**Aim of the task**
Rewrite the records starting at the line that contains "Identify the whole" and continuing through the end of the records, replacing "parsley sprig" with "herb sprig" and leaving everything else unchanged.

**The records**

— START —

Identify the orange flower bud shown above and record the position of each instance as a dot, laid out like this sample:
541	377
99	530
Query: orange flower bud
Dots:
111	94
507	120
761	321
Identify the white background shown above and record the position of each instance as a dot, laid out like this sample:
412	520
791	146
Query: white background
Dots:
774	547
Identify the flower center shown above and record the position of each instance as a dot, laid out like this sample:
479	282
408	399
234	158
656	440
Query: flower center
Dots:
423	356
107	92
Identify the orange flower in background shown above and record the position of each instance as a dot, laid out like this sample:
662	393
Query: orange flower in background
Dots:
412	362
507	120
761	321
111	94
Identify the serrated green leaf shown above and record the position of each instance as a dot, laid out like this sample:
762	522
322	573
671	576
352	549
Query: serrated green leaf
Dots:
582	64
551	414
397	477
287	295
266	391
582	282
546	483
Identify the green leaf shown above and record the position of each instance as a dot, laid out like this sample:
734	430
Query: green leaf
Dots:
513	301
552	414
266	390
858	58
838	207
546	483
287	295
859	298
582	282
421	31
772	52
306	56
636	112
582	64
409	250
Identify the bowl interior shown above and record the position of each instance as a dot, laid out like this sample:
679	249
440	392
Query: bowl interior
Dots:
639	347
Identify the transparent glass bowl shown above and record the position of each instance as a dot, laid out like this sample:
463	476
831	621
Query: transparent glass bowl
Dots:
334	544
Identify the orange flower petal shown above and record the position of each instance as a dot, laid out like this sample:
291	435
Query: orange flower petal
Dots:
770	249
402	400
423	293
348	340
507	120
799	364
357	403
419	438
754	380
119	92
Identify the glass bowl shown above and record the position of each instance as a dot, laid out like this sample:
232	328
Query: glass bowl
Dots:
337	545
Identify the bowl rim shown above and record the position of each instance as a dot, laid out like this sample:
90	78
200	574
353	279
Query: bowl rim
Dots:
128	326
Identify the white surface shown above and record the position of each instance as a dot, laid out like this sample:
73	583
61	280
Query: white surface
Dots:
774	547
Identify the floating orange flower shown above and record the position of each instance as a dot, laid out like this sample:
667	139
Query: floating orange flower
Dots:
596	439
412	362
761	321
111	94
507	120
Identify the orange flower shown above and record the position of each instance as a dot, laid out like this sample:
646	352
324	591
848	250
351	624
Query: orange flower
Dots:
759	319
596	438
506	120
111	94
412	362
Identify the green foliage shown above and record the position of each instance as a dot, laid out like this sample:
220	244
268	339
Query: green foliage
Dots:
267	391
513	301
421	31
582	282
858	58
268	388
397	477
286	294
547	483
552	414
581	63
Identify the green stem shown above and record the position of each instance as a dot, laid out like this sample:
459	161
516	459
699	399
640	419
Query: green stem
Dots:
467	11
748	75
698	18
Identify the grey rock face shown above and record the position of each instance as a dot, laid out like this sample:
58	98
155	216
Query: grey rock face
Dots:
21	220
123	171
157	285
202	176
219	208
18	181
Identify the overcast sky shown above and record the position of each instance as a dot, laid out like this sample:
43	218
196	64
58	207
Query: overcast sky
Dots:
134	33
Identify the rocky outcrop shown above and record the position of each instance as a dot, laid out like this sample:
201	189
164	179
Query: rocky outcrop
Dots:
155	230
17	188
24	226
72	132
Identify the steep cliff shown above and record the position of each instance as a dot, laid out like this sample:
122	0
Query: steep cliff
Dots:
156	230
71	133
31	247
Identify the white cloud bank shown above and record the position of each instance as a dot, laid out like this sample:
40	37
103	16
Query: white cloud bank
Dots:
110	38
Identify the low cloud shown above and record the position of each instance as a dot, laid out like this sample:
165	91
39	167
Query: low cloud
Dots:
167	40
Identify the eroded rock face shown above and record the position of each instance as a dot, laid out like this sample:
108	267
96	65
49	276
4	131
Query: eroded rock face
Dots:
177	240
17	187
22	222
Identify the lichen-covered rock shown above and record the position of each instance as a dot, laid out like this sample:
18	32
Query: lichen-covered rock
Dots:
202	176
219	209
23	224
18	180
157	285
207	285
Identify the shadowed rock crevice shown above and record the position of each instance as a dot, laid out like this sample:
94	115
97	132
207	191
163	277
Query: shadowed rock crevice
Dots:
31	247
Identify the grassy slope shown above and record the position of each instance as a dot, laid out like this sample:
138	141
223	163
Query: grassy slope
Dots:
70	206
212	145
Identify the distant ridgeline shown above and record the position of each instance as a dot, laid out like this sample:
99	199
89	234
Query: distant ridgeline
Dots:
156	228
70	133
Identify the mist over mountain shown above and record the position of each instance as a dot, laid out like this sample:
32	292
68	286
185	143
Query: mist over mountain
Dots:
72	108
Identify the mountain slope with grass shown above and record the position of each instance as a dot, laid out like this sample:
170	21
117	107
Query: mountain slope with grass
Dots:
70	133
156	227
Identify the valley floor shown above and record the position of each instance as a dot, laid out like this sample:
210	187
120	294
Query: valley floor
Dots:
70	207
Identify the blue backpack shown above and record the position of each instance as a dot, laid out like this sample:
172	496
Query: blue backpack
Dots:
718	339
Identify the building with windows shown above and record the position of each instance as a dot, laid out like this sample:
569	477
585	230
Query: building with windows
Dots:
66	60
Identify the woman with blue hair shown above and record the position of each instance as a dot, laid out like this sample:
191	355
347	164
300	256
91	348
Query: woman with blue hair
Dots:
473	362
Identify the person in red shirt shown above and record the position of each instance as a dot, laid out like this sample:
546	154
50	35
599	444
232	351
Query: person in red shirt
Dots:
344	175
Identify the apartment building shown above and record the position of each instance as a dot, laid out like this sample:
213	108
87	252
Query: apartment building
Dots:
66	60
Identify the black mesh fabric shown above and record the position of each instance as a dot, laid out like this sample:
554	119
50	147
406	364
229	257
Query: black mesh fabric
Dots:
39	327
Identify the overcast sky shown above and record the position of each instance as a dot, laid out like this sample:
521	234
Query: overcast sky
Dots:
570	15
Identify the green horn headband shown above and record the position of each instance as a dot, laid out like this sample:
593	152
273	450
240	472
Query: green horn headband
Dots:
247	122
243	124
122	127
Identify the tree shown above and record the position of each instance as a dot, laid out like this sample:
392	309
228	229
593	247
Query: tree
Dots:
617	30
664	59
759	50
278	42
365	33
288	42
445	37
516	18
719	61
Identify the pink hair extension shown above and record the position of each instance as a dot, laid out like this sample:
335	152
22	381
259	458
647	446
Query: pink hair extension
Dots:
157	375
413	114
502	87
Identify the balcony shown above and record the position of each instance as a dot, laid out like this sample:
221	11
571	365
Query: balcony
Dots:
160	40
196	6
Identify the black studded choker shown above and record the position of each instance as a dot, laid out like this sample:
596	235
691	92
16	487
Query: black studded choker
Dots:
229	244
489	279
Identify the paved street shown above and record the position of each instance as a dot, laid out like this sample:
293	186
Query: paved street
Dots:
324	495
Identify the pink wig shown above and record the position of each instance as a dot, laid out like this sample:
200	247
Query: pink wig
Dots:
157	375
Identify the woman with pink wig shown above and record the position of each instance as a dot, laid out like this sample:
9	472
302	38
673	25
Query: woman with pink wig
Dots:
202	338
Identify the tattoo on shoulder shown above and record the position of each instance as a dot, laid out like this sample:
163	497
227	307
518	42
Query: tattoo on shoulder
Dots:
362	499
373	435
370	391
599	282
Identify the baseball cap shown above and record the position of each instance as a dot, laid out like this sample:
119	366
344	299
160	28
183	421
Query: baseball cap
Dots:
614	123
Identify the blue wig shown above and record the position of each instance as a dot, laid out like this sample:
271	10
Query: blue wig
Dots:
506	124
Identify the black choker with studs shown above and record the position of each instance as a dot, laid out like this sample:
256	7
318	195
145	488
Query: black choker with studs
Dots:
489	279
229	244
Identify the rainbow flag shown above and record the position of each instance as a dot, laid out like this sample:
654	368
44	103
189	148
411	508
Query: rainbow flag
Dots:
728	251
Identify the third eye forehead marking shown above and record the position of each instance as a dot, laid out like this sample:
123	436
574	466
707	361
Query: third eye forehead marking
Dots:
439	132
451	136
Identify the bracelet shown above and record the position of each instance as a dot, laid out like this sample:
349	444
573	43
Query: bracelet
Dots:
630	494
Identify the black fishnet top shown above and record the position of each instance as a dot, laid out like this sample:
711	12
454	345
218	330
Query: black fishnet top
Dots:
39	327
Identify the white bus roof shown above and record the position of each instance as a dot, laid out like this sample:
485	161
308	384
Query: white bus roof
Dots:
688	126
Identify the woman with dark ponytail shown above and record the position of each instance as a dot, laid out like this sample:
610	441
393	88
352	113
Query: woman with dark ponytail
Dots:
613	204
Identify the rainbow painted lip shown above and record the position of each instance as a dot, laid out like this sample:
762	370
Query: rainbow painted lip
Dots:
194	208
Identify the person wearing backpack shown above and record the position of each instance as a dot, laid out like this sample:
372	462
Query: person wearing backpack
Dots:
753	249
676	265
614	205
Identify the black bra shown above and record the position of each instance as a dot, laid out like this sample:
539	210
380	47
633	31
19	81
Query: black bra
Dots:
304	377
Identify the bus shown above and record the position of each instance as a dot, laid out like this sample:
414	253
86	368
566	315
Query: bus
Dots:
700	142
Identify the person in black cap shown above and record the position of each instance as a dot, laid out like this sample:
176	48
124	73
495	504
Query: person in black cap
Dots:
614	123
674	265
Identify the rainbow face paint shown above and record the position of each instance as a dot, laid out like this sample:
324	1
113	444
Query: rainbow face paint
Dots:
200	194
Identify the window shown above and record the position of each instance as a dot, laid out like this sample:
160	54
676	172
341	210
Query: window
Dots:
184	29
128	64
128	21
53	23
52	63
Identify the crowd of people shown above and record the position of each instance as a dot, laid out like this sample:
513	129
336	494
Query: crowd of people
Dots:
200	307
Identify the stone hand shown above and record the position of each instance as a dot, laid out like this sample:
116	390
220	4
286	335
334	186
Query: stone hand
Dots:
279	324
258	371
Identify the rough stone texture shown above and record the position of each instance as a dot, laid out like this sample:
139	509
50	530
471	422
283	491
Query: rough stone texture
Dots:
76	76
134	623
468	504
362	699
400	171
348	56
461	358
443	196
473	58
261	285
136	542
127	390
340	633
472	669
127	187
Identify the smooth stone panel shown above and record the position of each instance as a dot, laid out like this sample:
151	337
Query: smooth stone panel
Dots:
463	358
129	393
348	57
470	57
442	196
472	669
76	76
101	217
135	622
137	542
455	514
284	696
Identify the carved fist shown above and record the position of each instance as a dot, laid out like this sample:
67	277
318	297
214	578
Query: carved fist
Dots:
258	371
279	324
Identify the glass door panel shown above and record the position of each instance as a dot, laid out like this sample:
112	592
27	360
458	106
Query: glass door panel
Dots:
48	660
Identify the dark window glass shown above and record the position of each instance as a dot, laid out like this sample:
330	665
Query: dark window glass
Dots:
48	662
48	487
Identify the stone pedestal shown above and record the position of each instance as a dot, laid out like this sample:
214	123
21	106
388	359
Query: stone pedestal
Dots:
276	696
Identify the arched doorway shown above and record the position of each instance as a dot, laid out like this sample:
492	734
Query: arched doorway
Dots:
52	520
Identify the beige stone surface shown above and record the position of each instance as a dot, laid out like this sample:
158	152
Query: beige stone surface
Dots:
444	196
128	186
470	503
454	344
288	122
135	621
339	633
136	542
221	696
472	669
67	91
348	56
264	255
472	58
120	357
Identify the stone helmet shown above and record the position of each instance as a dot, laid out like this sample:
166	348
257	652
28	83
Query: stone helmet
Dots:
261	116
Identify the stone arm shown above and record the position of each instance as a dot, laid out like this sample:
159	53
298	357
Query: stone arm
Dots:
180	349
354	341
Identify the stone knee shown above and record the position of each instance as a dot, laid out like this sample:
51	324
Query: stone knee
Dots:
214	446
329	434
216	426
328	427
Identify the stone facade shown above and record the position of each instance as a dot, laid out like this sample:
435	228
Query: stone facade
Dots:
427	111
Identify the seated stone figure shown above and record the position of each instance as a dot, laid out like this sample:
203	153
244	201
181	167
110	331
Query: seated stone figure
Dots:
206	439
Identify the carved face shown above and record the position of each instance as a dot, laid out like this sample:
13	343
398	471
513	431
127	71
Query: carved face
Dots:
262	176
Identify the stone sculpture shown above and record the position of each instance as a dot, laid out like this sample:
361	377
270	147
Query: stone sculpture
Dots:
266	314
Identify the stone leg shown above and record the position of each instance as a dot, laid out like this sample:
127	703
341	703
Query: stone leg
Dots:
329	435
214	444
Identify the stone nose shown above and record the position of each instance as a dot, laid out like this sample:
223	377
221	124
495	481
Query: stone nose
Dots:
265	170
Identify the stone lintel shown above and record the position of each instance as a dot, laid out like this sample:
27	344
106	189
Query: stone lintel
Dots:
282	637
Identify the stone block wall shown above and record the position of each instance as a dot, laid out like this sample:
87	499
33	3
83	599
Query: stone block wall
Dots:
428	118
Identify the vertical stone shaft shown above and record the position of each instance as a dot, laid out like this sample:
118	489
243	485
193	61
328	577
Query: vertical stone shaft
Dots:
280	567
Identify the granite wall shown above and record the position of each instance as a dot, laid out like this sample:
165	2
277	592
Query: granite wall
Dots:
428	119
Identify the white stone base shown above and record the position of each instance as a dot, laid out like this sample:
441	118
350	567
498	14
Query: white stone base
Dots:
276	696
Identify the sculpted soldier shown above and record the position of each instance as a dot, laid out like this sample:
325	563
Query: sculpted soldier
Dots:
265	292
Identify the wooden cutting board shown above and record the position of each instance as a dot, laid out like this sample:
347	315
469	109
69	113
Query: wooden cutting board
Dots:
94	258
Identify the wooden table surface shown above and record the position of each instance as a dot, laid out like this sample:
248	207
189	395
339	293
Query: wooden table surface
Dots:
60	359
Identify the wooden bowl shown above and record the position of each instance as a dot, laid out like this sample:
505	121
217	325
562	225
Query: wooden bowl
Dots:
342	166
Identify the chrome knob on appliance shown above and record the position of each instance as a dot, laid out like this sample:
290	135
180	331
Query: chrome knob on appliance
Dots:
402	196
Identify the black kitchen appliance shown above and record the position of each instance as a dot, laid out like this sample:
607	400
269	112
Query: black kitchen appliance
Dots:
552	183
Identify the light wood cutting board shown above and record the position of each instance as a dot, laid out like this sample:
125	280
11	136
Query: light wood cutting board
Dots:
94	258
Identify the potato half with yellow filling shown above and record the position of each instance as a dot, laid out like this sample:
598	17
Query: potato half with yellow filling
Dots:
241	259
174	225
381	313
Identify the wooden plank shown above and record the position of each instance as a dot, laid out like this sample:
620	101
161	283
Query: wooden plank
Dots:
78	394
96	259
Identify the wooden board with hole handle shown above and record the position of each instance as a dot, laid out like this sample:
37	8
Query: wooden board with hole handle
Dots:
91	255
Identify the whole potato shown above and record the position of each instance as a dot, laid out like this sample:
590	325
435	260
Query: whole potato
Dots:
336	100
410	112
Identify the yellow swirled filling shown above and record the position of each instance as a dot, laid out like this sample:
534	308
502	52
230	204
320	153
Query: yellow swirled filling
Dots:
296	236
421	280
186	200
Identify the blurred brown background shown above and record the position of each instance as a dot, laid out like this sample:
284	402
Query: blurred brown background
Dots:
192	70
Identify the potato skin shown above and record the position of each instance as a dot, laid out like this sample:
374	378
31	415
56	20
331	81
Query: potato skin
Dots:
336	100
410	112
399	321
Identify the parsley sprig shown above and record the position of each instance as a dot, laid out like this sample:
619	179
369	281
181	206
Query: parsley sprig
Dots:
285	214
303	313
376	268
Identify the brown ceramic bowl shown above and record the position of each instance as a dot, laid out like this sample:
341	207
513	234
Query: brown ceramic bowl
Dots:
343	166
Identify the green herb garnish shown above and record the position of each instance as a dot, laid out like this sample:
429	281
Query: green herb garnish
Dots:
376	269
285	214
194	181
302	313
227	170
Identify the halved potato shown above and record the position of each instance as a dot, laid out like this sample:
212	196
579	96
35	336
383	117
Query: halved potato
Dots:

— END —

**Task solution**
Identify the whole potato shown above and record the position of each instance as a dot, laid out like this sample:
590	325
435	260
Query: whole potato
Dots:
336	100
410	112
Identify the yellow swirled filling shown above and record the position of each instance as a dot, laid out like this sample:
534	308
502	52
230	204
320	153
Query: yellow swirled filling
Dots:
296	236
421	280
186	200
Identify the blurred brown background shown above and record the position of each instance as a dot, laid out like this sample:
284	402
Query: blurred brown background
Dots:
192	70
Identify the potato skin shown above and record the position of each instance as a dot, laid out like this sample:
374	378
31	415
56	20
331	81
Query: potato skin
Dots:
336	100
410	112
399	321
Identify the herb sprig shown above and record the position of each instance as a dot, laid out like this sample:
619	179
369	281
181	206
Query: herb sprig
Dots:
285	214
303	313
376	268
Identify the brown ceramic bowl shown above and record the position of each instance as a dot, laid out like this sample:
341	207
513	234
Query: brown ceramic bowl
Dots:
343	166
Identify the green herb garnish shown above and record the position of each instance as a dot, laid out like this sample:
429	281
Query: green herb garnish
Dots:
376	269
285	214
194	181
302	313
227	170
Identify the halved potato shown above and record the position of each instance as a dot, laid out like this sample:
212	196
579	96
35	336
383	117
Query: halved potato
Dots:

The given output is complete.